Task brief> Only the lines with "office" in them need to be copied from the listing.

Dataset entries>
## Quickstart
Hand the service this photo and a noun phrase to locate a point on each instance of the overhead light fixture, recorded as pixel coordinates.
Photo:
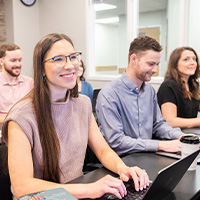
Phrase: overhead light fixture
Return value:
(108, 20)
(103, 6)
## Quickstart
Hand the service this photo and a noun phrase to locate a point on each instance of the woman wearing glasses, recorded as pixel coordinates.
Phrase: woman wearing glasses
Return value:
(179, 95)
(47, 132)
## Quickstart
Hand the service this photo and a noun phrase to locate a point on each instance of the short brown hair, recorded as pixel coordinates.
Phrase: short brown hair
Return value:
(143, 43)
(7, 47)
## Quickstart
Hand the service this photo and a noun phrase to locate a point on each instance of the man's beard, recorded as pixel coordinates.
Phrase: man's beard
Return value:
(10, 71)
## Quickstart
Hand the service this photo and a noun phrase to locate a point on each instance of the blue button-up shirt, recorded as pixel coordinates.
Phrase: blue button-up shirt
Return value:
(129, 117)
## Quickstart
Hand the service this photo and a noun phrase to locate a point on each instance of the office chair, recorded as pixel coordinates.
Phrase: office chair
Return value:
(5, 192)
(94, 99)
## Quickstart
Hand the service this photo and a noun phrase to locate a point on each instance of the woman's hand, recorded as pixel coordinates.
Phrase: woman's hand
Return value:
(107, 184)
(139, 176)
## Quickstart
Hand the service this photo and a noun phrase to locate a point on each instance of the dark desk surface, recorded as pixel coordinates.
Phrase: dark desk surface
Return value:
(152, 163)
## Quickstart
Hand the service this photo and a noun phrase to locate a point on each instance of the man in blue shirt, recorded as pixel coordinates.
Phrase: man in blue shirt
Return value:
(127, 109)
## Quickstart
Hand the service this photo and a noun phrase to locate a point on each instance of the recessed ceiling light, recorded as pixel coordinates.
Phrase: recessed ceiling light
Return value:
(103, 6)
(108, 20)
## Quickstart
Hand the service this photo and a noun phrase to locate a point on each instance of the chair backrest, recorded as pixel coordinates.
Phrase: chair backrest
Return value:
(94, 99)
(5, 192)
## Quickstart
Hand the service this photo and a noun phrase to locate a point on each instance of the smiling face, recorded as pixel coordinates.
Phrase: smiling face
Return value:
(60, 79)
(144, 66)
(187, 64)
(12, 63)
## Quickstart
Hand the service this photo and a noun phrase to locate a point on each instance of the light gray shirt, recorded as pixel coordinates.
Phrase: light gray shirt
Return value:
(130, 117)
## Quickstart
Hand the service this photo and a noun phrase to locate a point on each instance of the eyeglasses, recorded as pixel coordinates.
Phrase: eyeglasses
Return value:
(60, 61)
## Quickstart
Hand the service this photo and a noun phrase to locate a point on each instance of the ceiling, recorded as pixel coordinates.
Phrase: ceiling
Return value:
(144, 6)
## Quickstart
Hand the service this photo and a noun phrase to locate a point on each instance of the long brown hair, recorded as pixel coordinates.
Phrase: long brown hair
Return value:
(173, 72)
(42, 105)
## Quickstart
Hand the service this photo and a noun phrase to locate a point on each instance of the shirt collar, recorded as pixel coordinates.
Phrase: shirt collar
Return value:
(130, 84)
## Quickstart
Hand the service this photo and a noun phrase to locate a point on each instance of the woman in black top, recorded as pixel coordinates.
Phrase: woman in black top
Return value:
(179, 95)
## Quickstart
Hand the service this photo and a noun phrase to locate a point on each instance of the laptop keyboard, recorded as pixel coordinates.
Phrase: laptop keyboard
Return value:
(131, 192)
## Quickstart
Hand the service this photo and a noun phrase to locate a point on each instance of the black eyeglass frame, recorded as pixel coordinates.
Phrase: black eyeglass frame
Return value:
(53, 58)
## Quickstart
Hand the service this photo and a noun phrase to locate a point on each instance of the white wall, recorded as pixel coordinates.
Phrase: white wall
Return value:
(25, 26)
(22, 28)
(107, 51)
(194, 28)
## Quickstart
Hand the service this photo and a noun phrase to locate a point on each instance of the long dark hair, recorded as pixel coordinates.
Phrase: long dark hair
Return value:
(42, 105)
(173, 72)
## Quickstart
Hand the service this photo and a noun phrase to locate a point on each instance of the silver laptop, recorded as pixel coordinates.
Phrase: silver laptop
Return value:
(165, 182)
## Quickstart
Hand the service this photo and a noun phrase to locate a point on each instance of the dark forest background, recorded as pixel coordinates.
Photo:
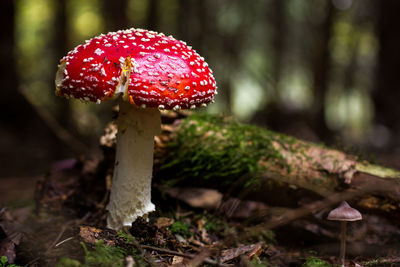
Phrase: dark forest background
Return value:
(326, 71)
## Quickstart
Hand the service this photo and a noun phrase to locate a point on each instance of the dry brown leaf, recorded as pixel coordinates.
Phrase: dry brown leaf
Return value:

Exercise answer>
Hand the service this photo and a noun phrase to locate a point on each instance of the office chair, recorded as pixel coordinates.
Phrase: office chair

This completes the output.